Location labeling items

★ ★ ★ ★ ★ ★ ★

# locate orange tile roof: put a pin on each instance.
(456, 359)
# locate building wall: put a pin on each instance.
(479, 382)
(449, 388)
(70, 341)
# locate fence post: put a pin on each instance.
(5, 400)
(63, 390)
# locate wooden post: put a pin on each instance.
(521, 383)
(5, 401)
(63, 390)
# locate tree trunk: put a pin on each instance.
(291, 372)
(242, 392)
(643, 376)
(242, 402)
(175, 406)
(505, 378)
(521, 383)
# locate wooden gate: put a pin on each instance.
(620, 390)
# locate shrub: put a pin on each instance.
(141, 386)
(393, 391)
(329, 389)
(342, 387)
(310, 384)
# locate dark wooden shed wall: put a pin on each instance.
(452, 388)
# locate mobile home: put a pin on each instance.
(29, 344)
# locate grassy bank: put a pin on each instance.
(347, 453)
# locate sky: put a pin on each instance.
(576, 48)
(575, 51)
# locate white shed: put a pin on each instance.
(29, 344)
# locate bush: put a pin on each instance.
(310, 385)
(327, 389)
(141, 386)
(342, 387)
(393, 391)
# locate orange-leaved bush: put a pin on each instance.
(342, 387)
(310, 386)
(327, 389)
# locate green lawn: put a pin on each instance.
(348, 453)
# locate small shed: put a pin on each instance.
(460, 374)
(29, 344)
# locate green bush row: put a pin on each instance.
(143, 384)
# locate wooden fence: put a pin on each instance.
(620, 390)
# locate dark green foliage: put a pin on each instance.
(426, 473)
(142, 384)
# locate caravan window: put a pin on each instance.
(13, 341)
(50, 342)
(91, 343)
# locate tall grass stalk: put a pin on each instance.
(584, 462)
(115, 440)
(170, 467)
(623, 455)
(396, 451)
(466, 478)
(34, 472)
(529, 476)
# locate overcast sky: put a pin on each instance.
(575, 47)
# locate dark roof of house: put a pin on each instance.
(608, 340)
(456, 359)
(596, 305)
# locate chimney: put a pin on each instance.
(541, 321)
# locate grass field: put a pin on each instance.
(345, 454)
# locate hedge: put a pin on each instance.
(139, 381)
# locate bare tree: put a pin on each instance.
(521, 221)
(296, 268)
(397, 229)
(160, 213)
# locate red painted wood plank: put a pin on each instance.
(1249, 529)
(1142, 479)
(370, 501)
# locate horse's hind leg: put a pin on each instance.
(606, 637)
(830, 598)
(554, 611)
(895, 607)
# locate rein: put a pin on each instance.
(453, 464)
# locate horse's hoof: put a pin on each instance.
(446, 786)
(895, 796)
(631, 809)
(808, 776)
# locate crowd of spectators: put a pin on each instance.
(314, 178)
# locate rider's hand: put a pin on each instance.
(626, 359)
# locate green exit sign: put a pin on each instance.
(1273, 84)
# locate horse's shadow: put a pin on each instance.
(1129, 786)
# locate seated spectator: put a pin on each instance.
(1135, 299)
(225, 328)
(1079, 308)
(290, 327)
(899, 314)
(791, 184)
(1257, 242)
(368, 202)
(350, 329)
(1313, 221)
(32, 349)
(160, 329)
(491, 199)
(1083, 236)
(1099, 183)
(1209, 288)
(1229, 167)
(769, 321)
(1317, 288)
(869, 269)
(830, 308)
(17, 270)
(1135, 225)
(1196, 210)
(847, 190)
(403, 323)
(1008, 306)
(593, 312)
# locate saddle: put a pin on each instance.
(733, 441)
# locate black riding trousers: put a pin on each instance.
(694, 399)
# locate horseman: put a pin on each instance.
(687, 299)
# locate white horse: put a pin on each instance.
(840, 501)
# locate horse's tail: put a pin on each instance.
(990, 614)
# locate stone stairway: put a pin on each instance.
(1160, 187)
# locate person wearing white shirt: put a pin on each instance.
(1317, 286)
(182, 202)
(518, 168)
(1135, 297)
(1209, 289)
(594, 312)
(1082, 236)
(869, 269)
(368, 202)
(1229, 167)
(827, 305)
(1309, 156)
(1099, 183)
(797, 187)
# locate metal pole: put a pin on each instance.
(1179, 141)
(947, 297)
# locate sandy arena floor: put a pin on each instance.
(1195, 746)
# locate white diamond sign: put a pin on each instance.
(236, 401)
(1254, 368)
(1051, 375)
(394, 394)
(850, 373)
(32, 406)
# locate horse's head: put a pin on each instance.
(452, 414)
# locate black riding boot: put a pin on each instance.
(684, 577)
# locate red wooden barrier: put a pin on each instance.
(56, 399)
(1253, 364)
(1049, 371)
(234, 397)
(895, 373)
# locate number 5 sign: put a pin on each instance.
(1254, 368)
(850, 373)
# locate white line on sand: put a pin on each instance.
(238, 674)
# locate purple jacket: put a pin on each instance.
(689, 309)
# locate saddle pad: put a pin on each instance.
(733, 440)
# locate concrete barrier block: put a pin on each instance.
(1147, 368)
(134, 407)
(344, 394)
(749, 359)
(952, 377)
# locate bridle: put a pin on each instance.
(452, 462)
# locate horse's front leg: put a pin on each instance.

★ ★ ★ ★ ★ ★ ★

> [Your objective] Can you convert every one of the lines above into a numbered list, leaving out any blank lines?

> [Solution to the exercise]
1. # locate orange tile roof: put a pin on each instance.
2. (456, 359)
3. # locate building wall: put a pin on each instance.
4. (479, 382)
5. (449, 388)
6. (70, 341)
7. # locate fence post: put a pin on each instance.
8. (5, 400)
9. (63, 390)
10. # locate wooden post: put a pin on each instance.
11. (521, 383)
12. (5, 401)
13. (63, 390)
14. # locate tree trunk: put a pin on each instance.
15. (291, 372)
16. (242, 392)
17. (643, 376)
18. (242, 402)
19. (175, 406)
20. (505, 378)
21. (521, 383)
22. # locate wooden gate: put a pin on each instance.
23. (620, 390)
24. # locate shrub: put a pin on each instance.
25. (141, 386)
26. (393, 391)
27. (329, 389)
28. (342, 387)
29. (310, 384)
30. # locate dark wooden shed wall: put a pin on each instance.
31. (452, 388)
32. # locate mobile home: put a pin on each instance.
33. (29, 344)
34. # locate grassy bank: put a pin on each instance.
35. (347, 453)
36. # locate sky: put a pin on each instance.
37. (576, 48)
38. (575, 51)
39. # locate white shed: put a pin on each instance.
40. (29, 344)
41. # locate bush: put a pin on each instance.
42. (310, 385)
43. (327, 389)
44. (141, 386)
45. (342, 387)
46. (393, 391)
47. # locate orange-leaved bush: put a pin on each instance.
48. (342, 387)
49. (310, 386)
50. (327, 389)
51. # locate green lawn: put a pin on each instance.
52. (348, 453)
53. # locate small shed: put a pin on each instance.
54. (460, 374)
55. (29, 344)
56. # locate green bush row: put a pin on each instance.
57. (143, 384)
58. # locate wooden fence: put a pin on each instance.
59. (620, 390)
60. # locate dark green foliage: put a pin on each instance.
61. (426, 473)
62. (142, 384)
63. # locate caravan window: put a pin on each instance.
64. (13, 341)
65. (50, 342)
66. (91, 343)
67. # locate tall grass stalk: put a pin on each instance.
68. (584, 462)
69. (115, 440)
70. (170, 467)
71. (623, 455)
72. (396, 451)
73. (466, 478)
74. (34, 472)
75. (529, 476)
76. # locate overcast sky: put a pin on each instance.
77. (575, 47)
78. # locate dark roof of house: put a pin on each instance.
79. (608, 340)
80. (456, 359)
81. (596, 305)
82. # locate chimney: put a pin on each instance.
83. (541, 321)
84. # locate grass field: put a pin on each instance.
85. (345, 454)
86. # locate hedge: put a pin on each instance.
87. (139, 381)
88. # locate bare tree: put a pin on each instance.
89. (521, 221)
90. (296, 268)
91. (397, 229)
92. (160, 213)
93. # locate red painted wood plank: put a pin on each instance.
94. (1249, 529)
95. (1142, 479)
96. (370, 501)
97. # locate horse's hind leg: put a pin on each instance.
98. (606, 637)
99. (830, 598)
100. (554, 611)
101. (895, 607)
102. # locate rein: put a pin on each instance.
103. (453, 464)
104. # locate horse's hoof: put a pin on each instance.
105. (446, 786)
106. (895, 796)
107. (631, 809)
108. (808, 776)
109. # locate crowd of spectators: put a pin on each instance.
110. (314, 178)
111. # locate rider's hand: put a pin on each instance.
112. (626, 359)
113. # locate green exit sign: put a pin on each instance.
114. (1273, 84)
115. # locate horse's shadow: put a pin on each instance.
116. (1129, 786)
117. # locate seated spectator: put a pin on each instance.
118. (1135, 299)
119. (225, 328)
120. (1079, 308)
121. (290, 327)
122. (899, 314)
123. (791, 184)
124. (1257, 242)
125. (368, 202)
126. (350, 329)
127. (1313, 221)
128. (32, 349)
129. (160, 329)
130. (491, 199)
131. (1083, 236)
132. (1099, 183)
133. (1209, 288)
134. (1229, 167)
135. (769, 321)
136. (1317, 288)
137. (869, 269)
138. (830, 308)
139. (17, 270)
140. (1135, 225)
141. (1196, 210)
142. (847, 190)
143. (403, 323)
144. (1008, 306)
145. (593, 312)
146. # locate saddle: put a pin on each instance.
147. (733, 441)
148. # locate black riding trousers: put a pin on each instance.
149. (694, 399)
150. # locate horseman: put a pin on each instance.
151. (687, 299)
152. # locate white horse: put a pin on each instance.
153. (840, 501)
154. # locate horse's tail: put a pin on each instance.
155. (990, 614)
156. # locate stone stairway: put a pin on each instance.
157. (1160, 187)
158. # locate person wearing white shirt: put a pin on each instance.
159. (1317, 286)
160. (182, 202)
161. (518, 168)
162. (1135, 297)
163. (1209, 289)
164. (594, 312)
165. (1082, 236)
166. (869, 269)
167. (368, 202)
168. (1229, 167)
169. (827, 305)
170. (1309, 156)
171. (1099, 183)
172. (797, 187)
173. # locate metal pole: put a pin on each instance.
174. (1179, 141)
175. (947, 297)
176. # locate sandy arena floor: put a pin on each instance.
177. (1195, 746)
178. # locate white diamond sign: put a pin on each instance.
179. (236, 401)
180. (1254, 368)
181. (1051, 375)
182. (394, 394)
183. (850, 373)
184. (32, 406)
185. # locate horse's head: put a pin on each instance.
186. (452, 414)
187. # locate black riding boot: put a pin on each instance.
188. (684, 577)
189. # locate red wooden barrier: put a pin on each instance.
190. (56, 399)
191. (1253, 364)
192. (1049, 371)
193. (234, 397)
194. (895, 373)
195. # locate number 5 sign: put a pin on each instance.
196. (1254, 368)
197. (850, 373)
198. # locate white line on sand: put a pin on each instance.
199. (238, 674)
200. # locate purple jacket: put a pin on each instance.
201. (689, 309)
202. # locate saddle pad: put a pin on each instance.
203. (733, 440)
204. # locate concrete barrier block: put a pin on each instance.
205. (1147, 368)
206. (134, 407)
207. (344, 394)
208. (749, 359)
209. (952, 377)
210. # locate bridle: put a pin on each instance.
211. (452, 462)
212. # locate horse's front leg: put a pin on each instance.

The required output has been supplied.